(Collected data)
'''

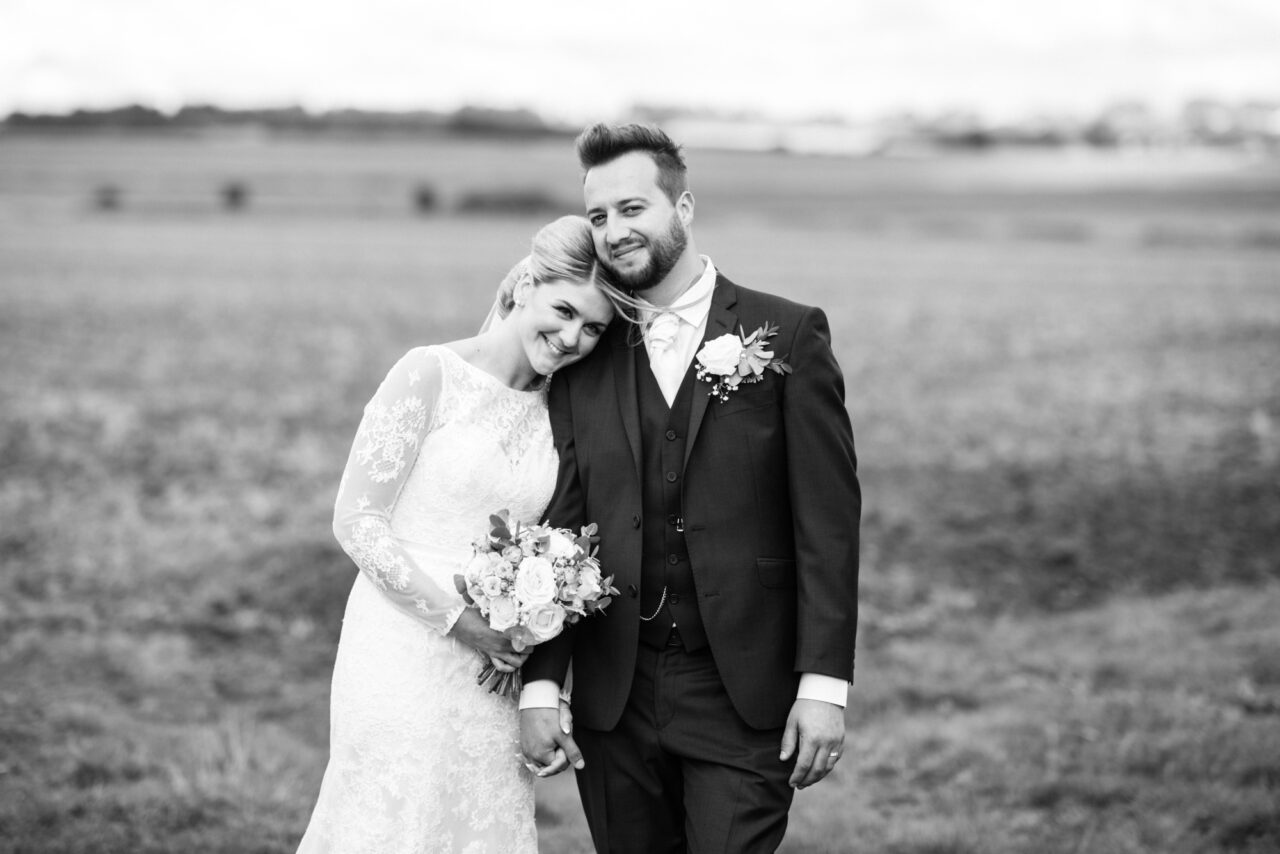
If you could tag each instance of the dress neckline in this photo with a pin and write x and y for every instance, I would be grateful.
(489, 378)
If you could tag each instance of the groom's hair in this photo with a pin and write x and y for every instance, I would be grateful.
(603, 144)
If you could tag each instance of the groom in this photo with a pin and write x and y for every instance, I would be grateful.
(716, 683)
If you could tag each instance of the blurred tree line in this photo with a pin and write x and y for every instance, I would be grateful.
(1252, 126)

'''

■ Task to complete
Express the records above as a two-column CSV headed text and answer, with one row for each text and its answer. Put every field in quotes, replace line breaks with spaces, and leave out the pictures.

■ Response to this exercise
text,answer
"If you could tag each instance of the dress neckline in this photo with a pin and write x and y for every instance, I would be grateful.","(489, 378)"
"If you could tag each instance of the groom's hair in this photo with a pin and write x and y for every instance, I would be grateful.","(603, 144)"
"If you could tag each instance of the groom in this photo with a pin and write x and y for every instance, I would be grateful.","(716, 683)"
"If you could tag each instance of the blurred tree line in this photo with a pin and write x and y for every instance, I would be grateful.","(1252, 126)"